◆ Directive:
Repeat word for word the line with "of the submerged" and every line after it until the records below run out.

◆ Data to use:
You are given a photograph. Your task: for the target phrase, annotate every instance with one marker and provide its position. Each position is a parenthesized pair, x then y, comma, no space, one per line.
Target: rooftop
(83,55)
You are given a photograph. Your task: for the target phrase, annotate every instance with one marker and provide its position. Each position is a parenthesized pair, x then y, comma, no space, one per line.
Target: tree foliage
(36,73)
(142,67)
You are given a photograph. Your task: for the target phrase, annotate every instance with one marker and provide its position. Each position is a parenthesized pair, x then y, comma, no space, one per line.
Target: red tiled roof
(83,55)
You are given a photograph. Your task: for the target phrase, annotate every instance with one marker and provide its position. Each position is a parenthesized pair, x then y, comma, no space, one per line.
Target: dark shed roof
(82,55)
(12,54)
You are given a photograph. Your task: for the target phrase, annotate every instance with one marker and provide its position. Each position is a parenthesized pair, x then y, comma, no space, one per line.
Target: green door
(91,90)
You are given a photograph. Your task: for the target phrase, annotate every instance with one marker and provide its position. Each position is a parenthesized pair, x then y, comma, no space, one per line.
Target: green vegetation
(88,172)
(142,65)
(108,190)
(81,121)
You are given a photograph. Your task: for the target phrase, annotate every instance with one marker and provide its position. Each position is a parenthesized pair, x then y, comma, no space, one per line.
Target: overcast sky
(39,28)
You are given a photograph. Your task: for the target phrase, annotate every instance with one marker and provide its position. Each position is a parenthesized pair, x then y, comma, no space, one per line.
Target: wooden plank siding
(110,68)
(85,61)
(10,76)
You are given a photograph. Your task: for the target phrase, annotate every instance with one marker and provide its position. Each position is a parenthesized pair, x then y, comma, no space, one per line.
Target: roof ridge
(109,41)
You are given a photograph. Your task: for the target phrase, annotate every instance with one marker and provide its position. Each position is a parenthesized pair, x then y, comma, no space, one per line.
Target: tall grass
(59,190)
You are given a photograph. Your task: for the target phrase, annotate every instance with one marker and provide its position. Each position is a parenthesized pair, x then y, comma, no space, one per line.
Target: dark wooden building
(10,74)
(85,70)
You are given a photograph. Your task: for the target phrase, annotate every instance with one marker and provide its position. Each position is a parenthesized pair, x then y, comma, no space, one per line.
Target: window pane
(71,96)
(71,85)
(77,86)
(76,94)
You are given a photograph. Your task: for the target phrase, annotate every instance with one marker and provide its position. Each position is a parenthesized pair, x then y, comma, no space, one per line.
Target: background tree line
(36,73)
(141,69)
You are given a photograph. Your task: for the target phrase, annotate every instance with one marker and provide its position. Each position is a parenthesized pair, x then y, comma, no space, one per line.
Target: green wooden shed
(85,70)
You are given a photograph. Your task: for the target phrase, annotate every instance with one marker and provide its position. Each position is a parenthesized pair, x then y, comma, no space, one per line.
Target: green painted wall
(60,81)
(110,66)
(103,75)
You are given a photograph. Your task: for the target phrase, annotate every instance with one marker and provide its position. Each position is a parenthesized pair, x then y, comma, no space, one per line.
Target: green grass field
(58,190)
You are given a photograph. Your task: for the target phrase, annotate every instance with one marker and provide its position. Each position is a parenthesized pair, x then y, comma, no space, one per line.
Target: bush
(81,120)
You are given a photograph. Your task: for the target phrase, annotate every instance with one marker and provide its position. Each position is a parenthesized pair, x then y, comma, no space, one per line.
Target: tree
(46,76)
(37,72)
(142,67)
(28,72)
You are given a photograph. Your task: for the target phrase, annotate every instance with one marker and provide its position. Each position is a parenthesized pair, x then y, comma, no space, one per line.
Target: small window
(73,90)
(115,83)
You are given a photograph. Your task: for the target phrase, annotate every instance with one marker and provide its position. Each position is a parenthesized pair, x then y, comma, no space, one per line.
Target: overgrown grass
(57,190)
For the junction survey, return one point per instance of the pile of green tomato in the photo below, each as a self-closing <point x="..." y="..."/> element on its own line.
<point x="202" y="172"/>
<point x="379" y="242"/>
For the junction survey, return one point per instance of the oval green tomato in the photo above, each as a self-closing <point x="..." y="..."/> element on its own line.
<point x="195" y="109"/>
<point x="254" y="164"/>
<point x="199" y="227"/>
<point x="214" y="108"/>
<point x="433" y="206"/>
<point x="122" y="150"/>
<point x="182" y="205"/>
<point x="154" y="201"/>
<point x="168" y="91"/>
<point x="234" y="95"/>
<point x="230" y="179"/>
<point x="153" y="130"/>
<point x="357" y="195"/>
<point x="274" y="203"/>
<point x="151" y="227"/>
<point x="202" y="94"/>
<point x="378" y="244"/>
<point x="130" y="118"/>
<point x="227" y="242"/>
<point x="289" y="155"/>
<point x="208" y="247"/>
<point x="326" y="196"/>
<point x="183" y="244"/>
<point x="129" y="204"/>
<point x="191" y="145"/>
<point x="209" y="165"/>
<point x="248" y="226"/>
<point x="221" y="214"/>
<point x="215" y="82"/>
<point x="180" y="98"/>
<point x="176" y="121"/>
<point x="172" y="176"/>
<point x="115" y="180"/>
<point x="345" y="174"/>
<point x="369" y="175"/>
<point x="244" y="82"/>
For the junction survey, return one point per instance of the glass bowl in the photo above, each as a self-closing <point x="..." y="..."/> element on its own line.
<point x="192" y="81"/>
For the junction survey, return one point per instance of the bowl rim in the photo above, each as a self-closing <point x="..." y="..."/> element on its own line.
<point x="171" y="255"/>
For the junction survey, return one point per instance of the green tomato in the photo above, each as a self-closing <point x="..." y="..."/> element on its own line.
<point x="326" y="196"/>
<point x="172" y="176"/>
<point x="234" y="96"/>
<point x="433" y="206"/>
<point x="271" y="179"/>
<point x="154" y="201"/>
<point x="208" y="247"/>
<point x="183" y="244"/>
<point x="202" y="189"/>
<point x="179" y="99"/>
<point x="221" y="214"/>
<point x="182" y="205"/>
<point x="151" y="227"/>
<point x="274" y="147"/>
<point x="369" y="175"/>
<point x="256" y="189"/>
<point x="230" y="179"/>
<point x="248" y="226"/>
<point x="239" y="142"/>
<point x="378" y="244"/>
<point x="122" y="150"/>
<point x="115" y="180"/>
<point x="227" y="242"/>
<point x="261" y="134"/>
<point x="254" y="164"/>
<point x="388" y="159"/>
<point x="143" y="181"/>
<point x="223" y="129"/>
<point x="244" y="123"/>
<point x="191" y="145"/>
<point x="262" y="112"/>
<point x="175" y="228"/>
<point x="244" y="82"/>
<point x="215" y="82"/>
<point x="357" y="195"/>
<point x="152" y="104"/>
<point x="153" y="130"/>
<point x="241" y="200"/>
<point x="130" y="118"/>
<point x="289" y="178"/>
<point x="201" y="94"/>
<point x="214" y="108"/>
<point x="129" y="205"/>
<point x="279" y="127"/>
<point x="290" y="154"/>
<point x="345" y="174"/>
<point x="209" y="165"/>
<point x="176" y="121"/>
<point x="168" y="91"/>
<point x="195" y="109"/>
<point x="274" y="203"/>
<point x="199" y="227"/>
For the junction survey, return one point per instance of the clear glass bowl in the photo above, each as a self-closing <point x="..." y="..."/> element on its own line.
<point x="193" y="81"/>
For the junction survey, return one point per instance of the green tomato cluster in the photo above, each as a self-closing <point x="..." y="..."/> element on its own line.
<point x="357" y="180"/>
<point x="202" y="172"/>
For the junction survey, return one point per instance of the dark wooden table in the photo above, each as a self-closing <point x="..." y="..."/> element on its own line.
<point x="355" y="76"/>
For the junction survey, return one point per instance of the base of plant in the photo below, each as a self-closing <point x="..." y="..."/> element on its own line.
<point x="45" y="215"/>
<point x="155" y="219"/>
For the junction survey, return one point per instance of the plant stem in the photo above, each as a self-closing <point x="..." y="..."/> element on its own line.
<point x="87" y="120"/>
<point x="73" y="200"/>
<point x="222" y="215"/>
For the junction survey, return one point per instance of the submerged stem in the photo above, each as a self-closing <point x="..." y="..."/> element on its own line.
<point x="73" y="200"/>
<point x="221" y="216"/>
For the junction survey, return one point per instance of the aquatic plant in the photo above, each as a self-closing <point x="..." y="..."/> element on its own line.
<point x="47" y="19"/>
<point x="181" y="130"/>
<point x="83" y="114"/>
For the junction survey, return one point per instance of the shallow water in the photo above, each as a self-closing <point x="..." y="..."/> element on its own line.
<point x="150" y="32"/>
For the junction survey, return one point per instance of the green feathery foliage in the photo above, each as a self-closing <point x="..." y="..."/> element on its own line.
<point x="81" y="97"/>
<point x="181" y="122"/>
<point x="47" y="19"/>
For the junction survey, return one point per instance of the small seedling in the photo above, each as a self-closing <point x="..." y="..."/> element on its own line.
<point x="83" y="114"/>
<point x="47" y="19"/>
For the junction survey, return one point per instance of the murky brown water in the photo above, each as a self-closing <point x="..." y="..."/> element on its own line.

◆ Finished answer:
For the junction survey, return one point per instance of the submerged stem in the photo above, each as a self-closing <point x="..." y="..."/> element on its own line.
<point x="73" y="200"/>
<point x="221" y="216"/>
For the junction survey, return one point per instance of the aquatic plant in the photo above, each as a self-closing <point x="..." y="..."/> element on its own line.
<point x="47" y="19"/>
<point x="181" y="130"/>
<point x="83" y="114"/>
For the junction survey, return one point per instance of the shallow water in the photo above, each as a self-closing <point x="..." y="..."/> element on its own line.
<point x="150" y="32"/>
For the junction survey, return one point per instance of the green feathery foliage in the photo above, each as a self-closing <point x="..." y="..."/> element on its own line.
<point x="81" y="97"/>
<point x="181" y="122"/>
<point x="47" y="19"/>
For the junction survey, return one point per instance of the small seedling in the photo above, each as a self-closing <point x="..." y="..."/> element on its own line.
<point x="83" y="114"/>
<point x="47" y="19"/>
For the junction survey, return one point per instance of the murky brown water in the photo above, each as a self-closing <point x="..." y="..."/> element on its own line.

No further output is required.